▶ Quellenauszug
------------------------------------

Migration / EU-Asylpolitik im Spannungsfeld von Freiheit und Sicherheit
Beim Kurzbesuch von Magnus Brunner, dem neuen EU-Kommissar für Inneres und Migration, in Schengen ging es um Freiheit und Sicherheit. Zur Mission des Österreichers gehört nicht zuletzt die Umsetzung des europäischen Migrations- und Asylpakets.
Als die Tür des Schengener Schlosses aufgeht und Magnus Brunner in Begleitung mit Innenminister Léon Gloden nach draußen tritt, warten bereits die Journalisten, Fotografen und Kameraleute. Der neue EU-Kommissar für Inneres und Migration, bis vor kurzem noch österreichischer Finanzminister, weist bereits darauf hin, dass Luxemburg das Ziel seines ersten Auslandsbesuchs sei. Dass dafür Schengen ausgesucht worden ist, begründet er damit, dass der Ort „eine ganz besondere Bedeutung für Europa“ habe: „Schengen steht für eine der Erfolgsgeschichten, die wir als Europäische Union neben dem Euro und dem Binnenmarkt geschrieben haben. Schengen steht für Freiheit und so vieles, was die EU ausmacht.“
Der Schengen-Raum sei weltweit der Raum, wo freie Bewegung möglich ist, so Brunner weiter. „Das ist schon etwas Besonderes“, betont er. Die Bemerkung eines Journalisten, dass es aber wieder Kontrollen an etlichen Binnengrenzen des Schengen-Raumes gebe, kontert der Politiker von der konservativen ÖVP mit folgenden Worten: „Ich verstehe, dass das für Unruhe sorgt und nicht angenehm ist, wenn man etwa im Stau steht. Deshalb müssen wir alles daransetzen, dass die Sicherheit innerhalb Europas gewährleistet wird, aber auch die Außengrenzen entsprechend geschützt werden. Deshalb haben wir auch den Schengen-Kodex geschaffen.“ Schließlich gehe es um mehr, sagt Brunner, „etwa um die Sicherheit in Europa und um die Außengrenzen“.

------------------------------------

▶ Aufgabenstellung
Beantworten Sie mithilfe des Berichts über Brunners Besuch in Schengen die folgenden Fragen:
1. Was gehört laut dem Bericht zur Mission des neuen EU-Kommissars?
2. Welche beiden Erfolgsgeschichten der EU nennt Brunner neben Schengen?
3. Welcher Partei gehört Brunner an?

------------------------------------

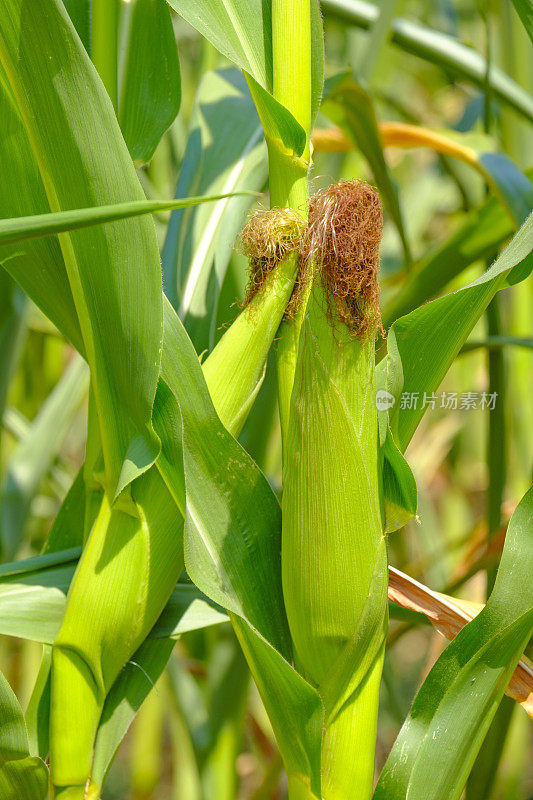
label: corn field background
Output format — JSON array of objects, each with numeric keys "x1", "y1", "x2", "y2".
[{"x1": 0, "y1": 0, "x2": 533, "y2": 800}]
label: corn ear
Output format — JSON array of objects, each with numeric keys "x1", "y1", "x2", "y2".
[
  {"x1": 279, "y1": 184, "x2": 387, "y2": 800},
  {"x1": 50, "y1": 250, "x2": 296, "y2": 800}
]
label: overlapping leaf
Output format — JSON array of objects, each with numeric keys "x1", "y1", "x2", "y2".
[
  {"x1": 164, "y1": 0, "x2": 324, "y2": 156},
  {"x1": 0, "y1": 673, "x2": 48, "y2": 800},
  {"x1": 378, "y1": 215, "x2": 533, "y2": 450},
  {"x1": 118, "y1": 0, "x2": 181, "y2": 164},
  {"x1": 321, "y1": 0, "x2": 533, "y2": 120},
  {"x1": 374, "y1": 489, "x2": 533, "y2": 800},
  {"x1": 163, "y1": 69, "x2": 267, "y2": 353},
  {"x1": 0, "y1": 0, "x2": 162, "y2": 496}
]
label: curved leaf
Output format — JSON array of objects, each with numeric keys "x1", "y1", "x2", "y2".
[
  {"x1": 378, "y1": 214, "x2": 533, "y2": 450},
  {"x1": 118, "y1": 0, "x2": 181, "y2": 164},
  {"x1": 0, "y1": 0, "x2": 162, "y2": 497},
  {"x1": 321, "y1": 0, "x2": 533, "y2": 120},
  {"x1": 164, "y1": 0, "x2": 324, "y2": 156},
  {"x1": 162, "y1": 68, "x2": 267, "y2": 353},
  {"x1": 374, "y1": 488, "x2": 533, "y2": 800}
]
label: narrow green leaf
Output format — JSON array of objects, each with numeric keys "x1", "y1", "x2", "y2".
[
  {"x1": 0, "y1": 673, "x2": 48, "y2": 800},
  {"x1": 0, "y1": 190, "x2": 257, "y2": 247},
  {"x1": 0, "y1": 355, "x2": 89, "y2": 558},
  {"x1": 513, "y1": 0, "x2": 533, "y2": 41},
  {"x1": 0, "y1": 0, "x2": 162, "y2": 496},
  {"x1": 374, "y1": 488, "x2": 533, "y2": 800},
  {"x1": 382, "y1": 170, "x2": 533, "y2": 328},
  {"x1": 157, "y1": 303, "x2": 322, "y2": 791},
  {"x1": 378, "y1": 214, "x2": 533, "y2": 450},
  {"x1": 0, "y1": 64, "x2": 84, "y2": 354},
  {"x1": 0, "y1": 672, "x2": 29, "y2": 766},
  {"x1": 479, "y1": 153, "x2": 533, "y2": 227},
  {"x1": 92, "y1": 638, "x2": 174, "y2": 786},
  {"x1": 321, "y1": 0, "x2": 533, "y2": 120},
  {"x1": 119, "y1": 0, "x2": 181, "y2": 164},
  {"x1": 162, "y1": 69, "x2": 267, "y2": 346},
  {"x1": 168, "y1": 0, "x2": 324, "y2": 157},
  {"x1": 0, "y1": 756, "x2": 48, "y2": 800}
]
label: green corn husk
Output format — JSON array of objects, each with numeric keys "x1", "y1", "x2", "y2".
[
  {"x1": 50, "y1": 248, "x2": 297, "y2": 800},
  {"x1": 279, "y1": 184, "x2": 387, "y2": 800}
]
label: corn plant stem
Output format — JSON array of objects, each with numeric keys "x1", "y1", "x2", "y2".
[
  {"x1": 267, "y1": 0, "x2": 311, "y2": 433},
  {"x1": 91, "y1": 0, "x2": 119, "y2": 110},
  {"x1": 268, "y1": 0, "x2": 311, "y2": 216}
]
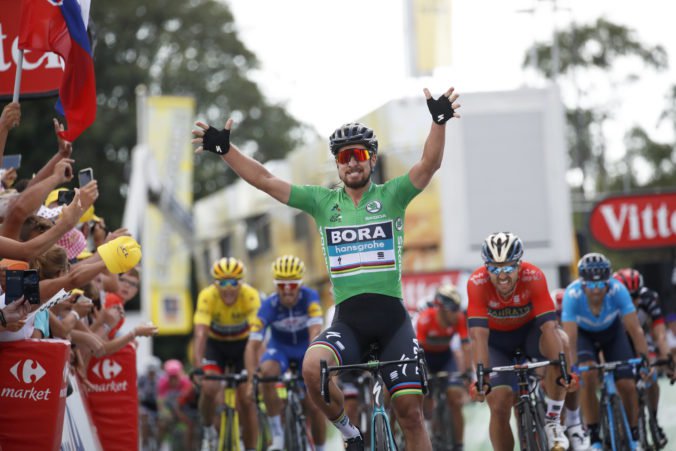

------------------------------------

▶ Vollständige Lösung
1. Die Umsetzung des europäischen Migrations- und Asylpakets.
2. Den Euro und den Binnenmarkt.
3. Der konservativen ÖVP.